PASSAGE SHOWN –
- - - - -

Those same “leaders” have arbitrarily picked winners and losers, choosing what businesses might survive – government-deemed “essential” — and what “non-essential” businesses are to be left to rot on government-wilted vines.

However, you can be sure that government will be quite quick to demand tax payments and raise imposts on the “non-essentials” they stamped with this scarlet “N-E.” If they can survive, that is.

Of course, when called out, the government hides behind the same opaqueness in which the nuts and bolts of its decision-making occurred.

At the same time, the self-anointed  new monarchs of government threaten to use the power of “The State” to crush dissenters – those rising numbers who would have the temerity and audacity to re-open their businesses to feed themselves and their families, refusing to allow their government to tighten the yoke of dependence around their necks like a hangman’s noose.

And for this, such patriots of self-sufficiency and independence, those despised “rugged individualists” who seek to be beholden to only their personal industry, have been called “cowardly” by a governor whose constant message has been one of bumfuzzlement and non sequiturs.

Those we solemnly remember this Memorial Day weekend gave their last full measure for the very freedom and liberties that government now has, by fiat, severely truncated and openly traduced. By proxy, our heroes of liberty are mocked in their graves.

Their sacrifices deserve better. We deserve better. Sound public policy demands better and that those under the people’s charge listen – or be prepared to be cast aside as the people re-grasp their natural and inalienable rights.

Independence Day must come early this year. We say it comes today.

More notes on “The State” of things:

Gov. Tom Wolf criticized Pittsburgh Steelers quarterback Ben Roethlisberger for allowing a barber friend to give him a haircut and a shave.

Barber shops and hair salons remain closed by government order because of coronavirus. (Hundreds are said to be joining forces to reopen on June 1 and take on “The State.”)  Roethlisberger grew out his hair and beard, vowing not to tidy up until he felt he was once again throwing NFL-caliber passes following arm surgery.

- - - - -

SUPPLIED RECORDS –
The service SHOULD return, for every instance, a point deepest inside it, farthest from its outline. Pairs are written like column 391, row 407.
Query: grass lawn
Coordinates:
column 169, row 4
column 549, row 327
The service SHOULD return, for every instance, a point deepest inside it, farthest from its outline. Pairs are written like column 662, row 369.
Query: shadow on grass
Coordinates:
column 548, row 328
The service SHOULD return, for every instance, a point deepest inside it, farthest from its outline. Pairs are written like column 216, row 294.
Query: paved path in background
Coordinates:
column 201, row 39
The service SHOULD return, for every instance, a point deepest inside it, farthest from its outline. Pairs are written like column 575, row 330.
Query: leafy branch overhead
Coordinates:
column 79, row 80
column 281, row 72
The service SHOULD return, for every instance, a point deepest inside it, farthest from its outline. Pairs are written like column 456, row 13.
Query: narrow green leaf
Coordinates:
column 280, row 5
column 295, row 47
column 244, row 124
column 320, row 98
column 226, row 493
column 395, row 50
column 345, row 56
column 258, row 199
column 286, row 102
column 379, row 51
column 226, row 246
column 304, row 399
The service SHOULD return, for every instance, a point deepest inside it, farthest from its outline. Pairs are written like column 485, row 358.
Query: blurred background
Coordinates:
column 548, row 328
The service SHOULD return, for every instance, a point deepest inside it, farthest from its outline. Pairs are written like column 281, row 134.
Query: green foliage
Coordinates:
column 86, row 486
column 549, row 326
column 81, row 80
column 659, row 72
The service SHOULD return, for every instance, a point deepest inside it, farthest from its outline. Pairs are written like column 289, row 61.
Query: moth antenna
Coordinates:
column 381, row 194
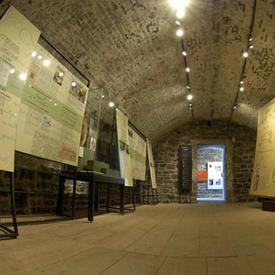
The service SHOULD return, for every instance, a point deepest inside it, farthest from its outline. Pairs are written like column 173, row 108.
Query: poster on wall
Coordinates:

- - - - -

TASK REQUIREMENTS –
A. In the commentary on the shutdown orders, who criticized Ben Roethlisberger for getting a haircut and a shave?
B. Pick up the commentary on the shutdown orders after its final sentence and continue it.
The items are separate material and have no connection to the commentary on the shutdown orders.

ANSWERS BELOW –
A. Gov. Tom Wolf criticized him.

B.
But the barber’s attorney fought back, noting his client’s shop remains closed to the public, he and Roethlisberger are friends and that no money exchanged hands.

How sad that the barber, likely fearing a license-revocation directive from a hissy-fit-throwing governor not knowing all the facts, had to secure the service of an attorney to defend against such state-directed arbitrary and capricious behavior.

But that’s the sad climate in which we now live.

KDKA Radio reports that the City of Pittsburgh is considering a plan that would close full blocks of streets in Shadyside, Lawrenceville, the South Side and the Golden Triangle to allow restaurants to reopen this summer to serve socially distanced customers in those streets.

The idea is to allow the program as the city remains in the “yellow” phase of reopening from the coronavirus pandemic. The better idea would be to allow those restaurants to open in-house dining and take the safety precautions they know will justify their reopening.

As altruistic as such a street-closure program might sound, there must be a major caution attached to it. For around the country, “progressives” have been talking about permanently closing streets or heavily reducing traffic on streets and roads whose use has been reduced and/or restricted during the pandemic.

For “progressives,” there’s nothing quite like using a crisis to engage in social re-engineering. Whether Pittsburgh’s self-described “progressive” mayor Bill Peduto can resist the temptation to follow suit remains doubtful.